─── Excerpt provided ───

What China actually stands to gain from the overthrow of the Assad government

If you’ve been closely following China in the Middle East over the past decade, you haven’t had to think too much about Syria. There has been little in meaningful engagement between the two countries, despite recent pronouncements that the fall of former Syrian leader Bashar al-Assad’s regime represents the loss of an important partner for Beijing. The reality is that the dramatic events in Syria reshape the strategic environment for China, but at the bilateral level, little is likely to change.

The most obvious reason to assume that Syria was important to Beijing was China’s use of its United Nations Security Council (UNSC) veto at key points in Syria’s civil war to prop up the Assad regime. China vetoed UNSC resolutions relating to the Syrian civil war eight times, which is especially notable since Beijing has only ever used its veto sixteen times. That fully half of its vetoes were used to prevent efforts to oust Assad lends credibility to the idea that his government must have mattered to China.

In this case, China’s support for the Assad regime was likely more about perceived threats than any affinity for the Assad family. When the Arab Spring began, China was facing a great deal of domestic unrest. The situations in Tibet and Xinjiang were untenable for the Chinese Communist Party (CCP), and there was massive pushback against corruption, with an average of five hundred “mass incidents” (CCP-speak for protests) per day in 2010. Revolutions in the Arab world heightened a sense of vulnerability among CCP leadership.

Syria’s civil war further complicated Beijing’s response to the Arab Spring. Thousands of Uyghurs, a Turkic-speaking Muslim minority from western China—mostly from Xinjiang—traveled to Syria to fight alongside al-Qaeda against the Syrian government. For the CCP, the prospect of rebels fighting in Syria and then returning home was especially troublesome. One Uyghur combatant quoted in an AP news article in 2017 reportedly said, “We didn’t care how the fighting went or who Assad was. We just wanted to learn how to use the weapons and then go back to China.” A defeated Syrian government, therefore, had serious potential repercussions for Beijing.

Another reason that Assad’s survival seemed important to China was a recent increase in China-Syria bilateral engagement. In January 2022, Assad announced that Syria had joined the Belt and Road Initiative (BRI). This seemed like a natural fit; the BRI is associated with infrastructure contracting and Syria had a dire need for infrastructure after a decade of war. However, the assumption that Chinese institutions were willing to finance unprofitable projects in high-risk environments has not reflected the reality since 2017, the high point of BRI lending. In fact, China had not made any major contracts or investments in Syria since 2010. Even more telling is the miniscule level of trade between the two countries. The peak of China-Syria trade over the past fifteen years was in 2011, when it was valued at approximately two billion dollars. In 2022, it was a mere $541 million. Chinese companies have no shortage of attractive markets in the Middle East, and Syria hasn’t been one of them for a long time.

───

Objectives:
**A.** Give every abbreviation that the article on China and the fall of the Assad government spells out in full, each with its full form.
**B.** Resume the article on China and the fall of the Assad government, picking up after its final sentence.

─── Data section ───

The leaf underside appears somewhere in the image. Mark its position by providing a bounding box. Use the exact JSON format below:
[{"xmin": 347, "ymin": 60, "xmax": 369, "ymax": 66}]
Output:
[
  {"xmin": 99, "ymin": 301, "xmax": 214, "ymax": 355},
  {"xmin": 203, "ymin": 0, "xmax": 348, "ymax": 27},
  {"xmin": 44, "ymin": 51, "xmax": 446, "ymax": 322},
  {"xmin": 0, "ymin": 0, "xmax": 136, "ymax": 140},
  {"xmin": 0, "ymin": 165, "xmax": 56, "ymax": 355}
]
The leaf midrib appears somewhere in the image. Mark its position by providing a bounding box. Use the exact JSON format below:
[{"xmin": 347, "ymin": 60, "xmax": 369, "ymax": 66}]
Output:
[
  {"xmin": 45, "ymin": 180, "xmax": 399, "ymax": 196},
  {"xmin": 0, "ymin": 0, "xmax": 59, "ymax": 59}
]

───

Task answers:
**A.**
- UNSC: United Nations Security Council
- CCP: Chinese Communist Party
- BRI: Belt and Road Initiative

**B.**
That said, Assad did visit China in September 2023 to attend the Asian Games, during which he signed a China-Syria strategic partnership agreement. But a strategic partnership is far from an alliance—it is a mechanism that Beijing uses to focus on areas of mutual interest and comes with no commitments other than to cooperate on issues where it is convenient.

To put this in context, sixteen of the Arab League’s twenty-two member states have strategic partnerships with China. The only member countries that do not are Comoros, Lebanon, Mauritania, Somalia, Sudan, and Yemen. Since Syria signed its agreement with Beijing last year, Tunisia and Libya have also been designated as strategic partners and Bahrain has become a comprehensive strategic partner with China. But there is little in the way of strategic engagement with any of these recent partnerships, which makes it look like Beijing is simply ticking diplomatic boxes at this point, in an effort to show it has deep ties with everyone in the Middle East and North Africa region. All of which is to say that Syria’s strategic partnership was not especially meaningful, and little had been done to enhance the bilateral relationship since it was announced.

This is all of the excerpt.